ASSIGNMENT> The whole listing is to be restated, character for character.

(Beginning of DATA SUPPLIED)

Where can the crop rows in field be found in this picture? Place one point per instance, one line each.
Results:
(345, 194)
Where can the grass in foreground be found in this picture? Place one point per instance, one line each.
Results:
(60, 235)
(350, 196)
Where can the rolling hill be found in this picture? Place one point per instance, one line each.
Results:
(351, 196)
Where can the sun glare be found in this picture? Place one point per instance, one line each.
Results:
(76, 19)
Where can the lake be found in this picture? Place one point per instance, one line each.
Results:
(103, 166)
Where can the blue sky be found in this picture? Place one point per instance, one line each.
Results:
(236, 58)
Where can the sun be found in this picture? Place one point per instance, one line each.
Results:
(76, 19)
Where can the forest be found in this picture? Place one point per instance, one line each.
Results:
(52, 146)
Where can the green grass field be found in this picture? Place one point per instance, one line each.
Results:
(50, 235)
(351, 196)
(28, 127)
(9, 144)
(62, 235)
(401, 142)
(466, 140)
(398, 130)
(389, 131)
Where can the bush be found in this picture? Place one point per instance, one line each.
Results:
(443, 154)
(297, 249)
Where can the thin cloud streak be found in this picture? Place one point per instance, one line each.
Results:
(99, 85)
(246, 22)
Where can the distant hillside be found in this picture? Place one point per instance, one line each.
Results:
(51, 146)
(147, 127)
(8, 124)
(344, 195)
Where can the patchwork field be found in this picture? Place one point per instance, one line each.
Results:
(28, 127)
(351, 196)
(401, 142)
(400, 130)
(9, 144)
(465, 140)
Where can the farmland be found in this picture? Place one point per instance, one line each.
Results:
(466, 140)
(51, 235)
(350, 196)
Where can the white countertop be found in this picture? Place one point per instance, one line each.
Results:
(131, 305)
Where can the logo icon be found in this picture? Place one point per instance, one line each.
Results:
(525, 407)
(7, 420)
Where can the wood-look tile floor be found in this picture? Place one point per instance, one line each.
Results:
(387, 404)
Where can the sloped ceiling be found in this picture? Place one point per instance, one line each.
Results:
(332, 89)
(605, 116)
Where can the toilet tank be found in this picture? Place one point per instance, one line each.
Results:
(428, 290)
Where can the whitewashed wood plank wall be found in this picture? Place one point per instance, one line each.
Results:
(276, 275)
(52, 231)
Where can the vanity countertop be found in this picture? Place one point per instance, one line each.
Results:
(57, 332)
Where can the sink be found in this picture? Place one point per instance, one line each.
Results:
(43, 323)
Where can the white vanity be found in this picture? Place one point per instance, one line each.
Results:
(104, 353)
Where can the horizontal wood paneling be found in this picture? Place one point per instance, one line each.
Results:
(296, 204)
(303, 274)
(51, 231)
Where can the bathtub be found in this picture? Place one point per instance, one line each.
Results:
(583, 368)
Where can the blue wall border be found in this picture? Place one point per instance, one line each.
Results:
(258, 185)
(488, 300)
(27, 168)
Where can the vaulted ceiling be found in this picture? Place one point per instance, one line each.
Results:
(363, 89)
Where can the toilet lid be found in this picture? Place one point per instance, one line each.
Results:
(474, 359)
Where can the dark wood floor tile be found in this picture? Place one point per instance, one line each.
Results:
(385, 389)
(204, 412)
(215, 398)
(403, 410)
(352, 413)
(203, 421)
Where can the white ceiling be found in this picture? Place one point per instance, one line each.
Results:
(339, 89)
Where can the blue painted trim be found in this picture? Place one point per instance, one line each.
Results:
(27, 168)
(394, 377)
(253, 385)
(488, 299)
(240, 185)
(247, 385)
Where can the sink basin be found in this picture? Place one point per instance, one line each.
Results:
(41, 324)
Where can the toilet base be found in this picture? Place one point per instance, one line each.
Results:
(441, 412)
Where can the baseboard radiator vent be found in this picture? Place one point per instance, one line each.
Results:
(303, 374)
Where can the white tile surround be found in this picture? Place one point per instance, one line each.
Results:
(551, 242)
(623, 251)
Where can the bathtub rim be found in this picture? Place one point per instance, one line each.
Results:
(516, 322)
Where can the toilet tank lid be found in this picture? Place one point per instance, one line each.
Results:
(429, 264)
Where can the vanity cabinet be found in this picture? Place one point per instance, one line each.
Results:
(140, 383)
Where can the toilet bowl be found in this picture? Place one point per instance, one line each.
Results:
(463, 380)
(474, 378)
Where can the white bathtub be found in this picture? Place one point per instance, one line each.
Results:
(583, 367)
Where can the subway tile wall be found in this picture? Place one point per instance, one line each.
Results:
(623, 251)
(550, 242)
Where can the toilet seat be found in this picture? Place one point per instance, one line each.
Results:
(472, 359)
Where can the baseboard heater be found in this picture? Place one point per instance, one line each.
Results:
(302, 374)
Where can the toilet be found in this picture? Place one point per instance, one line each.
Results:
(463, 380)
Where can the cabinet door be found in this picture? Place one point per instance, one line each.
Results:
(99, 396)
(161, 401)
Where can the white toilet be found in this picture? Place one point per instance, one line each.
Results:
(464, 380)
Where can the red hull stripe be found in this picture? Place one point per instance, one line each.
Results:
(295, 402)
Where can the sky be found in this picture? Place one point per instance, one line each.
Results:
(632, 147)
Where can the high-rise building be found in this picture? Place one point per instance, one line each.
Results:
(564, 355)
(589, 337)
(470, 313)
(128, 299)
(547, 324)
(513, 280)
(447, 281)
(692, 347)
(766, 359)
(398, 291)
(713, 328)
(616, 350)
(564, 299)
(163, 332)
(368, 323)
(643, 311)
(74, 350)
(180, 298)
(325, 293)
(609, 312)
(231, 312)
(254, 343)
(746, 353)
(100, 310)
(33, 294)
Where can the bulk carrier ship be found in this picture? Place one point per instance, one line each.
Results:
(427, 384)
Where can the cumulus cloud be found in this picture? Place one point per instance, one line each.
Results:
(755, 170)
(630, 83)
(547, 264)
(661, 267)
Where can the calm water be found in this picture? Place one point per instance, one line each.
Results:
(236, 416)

(End of DATA SUPPLIED)

EXERCISE OUTPUT>
Where can the crop rows in field be found in this picture? Place one point per instance, one line each.
Results:
(345, 194)
Where can the grass in foreground be found in this picture? Place one point per instance, one line each.
Results:
(60, 235)
(350, 196)
Where can the rolling hill be found in this picture? Place one point per instance, one line each.
Results:
(351, 196)
Where can the sun glare be found in this picture? Place one point per instance, one line each.
Results:
(76, 19)
Where can the lake be found in this picture? Place one point per instance, one line each.
Results:
(103, 166)
Where can the blue sky be found in this picture? Place one point per instance, one line each.
Results:
(236, 58)
Where can the sun be found in this picture? Place one point per instance, one line each.
Results:
(76, 19)
Where can the forest be found in this picture? Place one point per instance, one line each.
Results:
(52, 146)
Where can the green grass field be found in this picture? Place one point per instance, one line each.
Results:
(50, 235)
(351, 196)
(28, 127)
(9, 144)
(62, 235)
(401, 142)
(466, 140)
(398, 130)
(389, 131)
Where can the bush be found in this picture? Place one point per instance, one line each.
Results:
(443, 154)
(297, 249)
Where can the thin cloud streak be found in this picture? Place one point per instance, one line each.
Results:
(99, 85)
(246, 22)
Where can the distant hillside be found in this picture? Place one point per instance, one line each.
Results:
(51, 146)
(147, 127)
(8, 124)
(344, 195)
Where can the patchwork field be found in this picture? Place one point per instance, one line each.
Results:
(28, 127)
(351, 196)
(401, 142)
(400, 130)
(9, 144)
(465, 140)
Where can the farmland be found in this picture? Place one point per instance, one line each.
Results:
(466, 140)
(51, 235)
(350, 196)
Where can the white countertop be found in this picture? Place one point per instance, one line each.
Results:
(131, 305)
Where can the logo icon be found in this picture? Place one point per instance, one line each.
Results:
(525, 407)
(7, 420)
Where can the wood-look tile floor be found in this picture? Place one point per instance, one line each.
Results:
(387, 404)
Where can the sloped ceiling be found in this picture? Place one point per instance, one line each.
Results:
(332, 89)
(605, 116)
Where can the toilet tank be found in this picture? Place one point per instance, one line each.
Results:
(428, 290)
Where can the whitewashed wood plank wall be found in this picture? Place one point per instance, one line each.
Results:
(276, 275)
(52, 231)
Where can the vanity countertop be found in this picture? Place one point per instance, one line each.
Results:
(57, 332)
Where can the sink be found in this picture? Place one point per instance, one line each.
Results:
(43, 323)
Where can the white vanity be found in this picture? Place one point per instance, one line each.
Results:
(104, 353)
Where can the horizontal wood paneling be found in this picture? Place one point per instance, one line each.
Results:
(296, 204)
(303, 274)
(51, 231)
Where can the bathtub be found in this picture? Place one point per instance, one line each.
Results:
(583, 368)
Where can the blue wall border be found in this picture? Place one point per instance, one line each.
Results:
(258, 185)
(488, 300)
(27, 168)
Where can the vaulted ceiling be found in this picture? Place one point per instance, one line each.
Results:
(363, 89)
Where can the toilet lid be found in this picture? Place one point per instance, one line each.
Results:
(474, 359)
Where can the dark wood floor tile be found in this picture? Place one point per instance, one line each.
Results:
(385, 389)
(204, 412)
(215, 398)
(403, 410)
(352, 413)
(203, 421)
Where can the white ceiling be found in this picture? Place one point per instance, one line each.
Results:
(339, 89)
Where can the blue painted trim be found in this picture? Place one point per instance, one line each.
Results:
(27, 168)
(394, 377)
(253, 385)
(488, 299)
(240, 185)
(247, 385)
Where can the sink basin be found in this picture? Place one point per instance, one line each.
Results:
(41, 324)
Where can the toilet base be found in this picture? Place one point per instance, one line each.
Results:
(441, 412)
Where can the baseboard radiator vent be found in this picture? Place one point per instance, one line each.
Results:
(303, 374)
Where can the white tile surround be found in this picture? Place one point per instance, one line each.
Results:
(551, 242)
(623, 251)
Where can the bathtub rim be found in this picture? Place one point per instance, one line each.
Results:
(516, 322)
Where can the toilet tank lid be found in this picture? Place one point per instance, one line each.
Results:
(429, 264)
Where can the vanity cabinet be found in this picture? Place one point per instance, one line each.
Results:
(140, 383)
Where can the toilet bowl be found in this picture? Place one point per instance, one line each.
Results:
(463, 380)
(474, 378)
Where can the white bathtub be found in this picture? Place one point per instance, one line each.
Results:
(583, 367)
Where can the subway tile wall be found in this picture? Place one point per instance, one line each.
Results:
(623, 251)
(550, 242)
Where can the toilet seat be found in this picture? Place one point per instance, one line each.
Results:
(472, 359)
Where can the baseboard heater be found in this picture? Place one point per instance, one line each.
Results:
(302, 374)
Where can the toilet be found in this picture? Place one point per instance, one line each.
Results:
(463, 380)
Where can the cabinet door be found in this picture? Place one point per instance, one line each.
Results:
(99, 396)
(161, 401)
Where can the white toilet be found in this picture? Place one point per instance, one line each.
Results:
(464, 380)
Where can the red hull stripe be found in this picture? Place one point per instance, one line each.
Results:
(295, 402)
Where can the sky be found in this picture? Place one point per instance, one line each.
Results:
(632, 147)
Where can the high-rise building be found in this picture? Place one point per instance, one line each.
Results:
(564, 355)
(589, 337)
(470, 313)
(128, 299)
(547, 324)
(513, 280)
(447, 281)
(692, 347)
(766, 359)
(398, 291)
(713, 328)
(616, 350)
(564, 299)
(163, 332)
(368, 323)
(643, 311)
(74, 350)
(180, 298)
(325, 293)
(609, 312)
(231, 312)
(254, 343)
(746, 353)
(100, 310)
(33, 294)
Where can the bulk carrier ship be found in this picture? Place one point per instance, one line each.
Results:
(427, 384)
Where can the cumulus cloud be found in this picture? Place one point per instance, one line each.
Results:
(755, 170)
(630, 83)
(547, 264)
(661, 267)
Where can the calm water be found in this picture? Place one point per instance, one line each.
Results:
(236, 416)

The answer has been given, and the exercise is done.